Information given section start
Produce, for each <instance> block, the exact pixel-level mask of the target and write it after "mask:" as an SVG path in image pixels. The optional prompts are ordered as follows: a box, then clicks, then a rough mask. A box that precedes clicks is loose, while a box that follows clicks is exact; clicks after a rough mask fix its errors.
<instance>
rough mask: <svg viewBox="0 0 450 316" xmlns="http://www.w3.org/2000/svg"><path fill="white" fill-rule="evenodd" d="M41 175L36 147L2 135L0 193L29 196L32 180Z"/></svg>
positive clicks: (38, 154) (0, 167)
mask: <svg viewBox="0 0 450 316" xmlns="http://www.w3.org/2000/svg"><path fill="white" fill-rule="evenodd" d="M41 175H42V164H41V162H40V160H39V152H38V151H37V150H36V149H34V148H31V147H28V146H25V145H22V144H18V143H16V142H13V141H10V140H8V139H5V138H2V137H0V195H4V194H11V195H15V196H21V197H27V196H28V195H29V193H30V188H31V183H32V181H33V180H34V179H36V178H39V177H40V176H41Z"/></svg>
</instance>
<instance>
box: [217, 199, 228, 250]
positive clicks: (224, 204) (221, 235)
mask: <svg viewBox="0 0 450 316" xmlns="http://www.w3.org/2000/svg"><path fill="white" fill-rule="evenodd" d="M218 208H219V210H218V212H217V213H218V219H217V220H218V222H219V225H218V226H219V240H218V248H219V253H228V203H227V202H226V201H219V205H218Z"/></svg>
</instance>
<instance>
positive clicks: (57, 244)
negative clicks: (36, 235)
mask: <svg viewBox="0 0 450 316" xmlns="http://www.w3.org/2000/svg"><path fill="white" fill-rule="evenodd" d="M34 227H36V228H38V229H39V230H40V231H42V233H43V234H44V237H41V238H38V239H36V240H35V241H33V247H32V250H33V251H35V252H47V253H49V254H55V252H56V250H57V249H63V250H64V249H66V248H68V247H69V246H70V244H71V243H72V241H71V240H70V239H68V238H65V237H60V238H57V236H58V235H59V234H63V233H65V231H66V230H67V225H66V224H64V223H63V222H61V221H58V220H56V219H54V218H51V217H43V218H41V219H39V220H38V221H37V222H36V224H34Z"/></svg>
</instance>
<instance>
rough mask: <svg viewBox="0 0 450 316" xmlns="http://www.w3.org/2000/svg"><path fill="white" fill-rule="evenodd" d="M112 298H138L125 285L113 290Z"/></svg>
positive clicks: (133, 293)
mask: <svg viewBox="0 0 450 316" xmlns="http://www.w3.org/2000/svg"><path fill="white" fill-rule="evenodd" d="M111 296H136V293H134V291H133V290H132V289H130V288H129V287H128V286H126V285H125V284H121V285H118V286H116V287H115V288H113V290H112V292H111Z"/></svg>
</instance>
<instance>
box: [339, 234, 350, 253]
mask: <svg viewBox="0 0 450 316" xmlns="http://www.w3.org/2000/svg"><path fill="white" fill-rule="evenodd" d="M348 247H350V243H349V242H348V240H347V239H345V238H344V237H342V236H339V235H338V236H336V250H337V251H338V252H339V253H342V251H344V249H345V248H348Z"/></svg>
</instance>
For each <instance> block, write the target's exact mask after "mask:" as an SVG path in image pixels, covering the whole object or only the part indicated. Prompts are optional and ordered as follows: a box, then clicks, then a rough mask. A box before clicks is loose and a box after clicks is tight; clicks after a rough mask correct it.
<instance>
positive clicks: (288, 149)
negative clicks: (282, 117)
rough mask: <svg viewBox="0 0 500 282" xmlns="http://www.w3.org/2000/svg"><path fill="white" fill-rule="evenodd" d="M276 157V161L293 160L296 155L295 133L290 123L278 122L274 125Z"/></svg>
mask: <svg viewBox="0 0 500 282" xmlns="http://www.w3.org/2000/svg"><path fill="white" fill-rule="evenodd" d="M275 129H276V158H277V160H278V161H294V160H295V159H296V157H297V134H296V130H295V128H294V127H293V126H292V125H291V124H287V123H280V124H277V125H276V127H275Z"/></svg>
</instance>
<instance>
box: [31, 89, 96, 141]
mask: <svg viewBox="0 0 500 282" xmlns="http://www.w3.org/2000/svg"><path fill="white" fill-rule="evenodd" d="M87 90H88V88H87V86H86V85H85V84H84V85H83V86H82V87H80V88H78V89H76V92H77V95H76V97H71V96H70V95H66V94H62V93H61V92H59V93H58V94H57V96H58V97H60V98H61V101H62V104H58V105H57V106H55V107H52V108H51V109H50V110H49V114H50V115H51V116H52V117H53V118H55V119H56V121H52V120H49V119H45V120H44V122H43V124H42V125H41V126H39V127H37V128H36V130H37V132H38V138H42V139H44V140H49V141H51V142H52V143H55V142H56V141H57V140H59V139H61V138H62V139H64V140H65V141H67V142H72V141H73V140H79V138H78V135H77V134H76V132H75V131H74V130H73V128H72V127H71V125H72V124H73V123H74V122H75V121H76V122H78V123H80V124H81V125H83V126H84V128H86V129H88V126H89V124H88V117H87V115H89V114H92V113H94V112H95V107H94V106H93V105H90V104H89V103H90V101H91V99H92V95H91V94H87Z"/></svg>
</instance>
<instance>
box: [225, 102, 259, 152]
Information given section end
Exercise: Only the lines from the first line of the records through the one containing "175L36 147L2 135L0" should be reproduced, exactly, with both of them included.

Response area:
Produce, for each <instance> block, the exact pixel-level mask of the target and write it after "mask:" as an SVG path in image pixels. The optional prompts are ordered as follows: a box, then clicks, then a rough mask. A box that precedes clicks is loose, while a box that follows clicks is exact; clicks after a rough mask fix its errors.
<instance>
rough mask: <svg viewBox="0 0 450 316" xmlns="http://www.w3.org/2000/svg"><path fill="white" fill-rule="evenodd" d="M41 175L36 147L2 135L0 193L29 196L32 180Z"/></svg>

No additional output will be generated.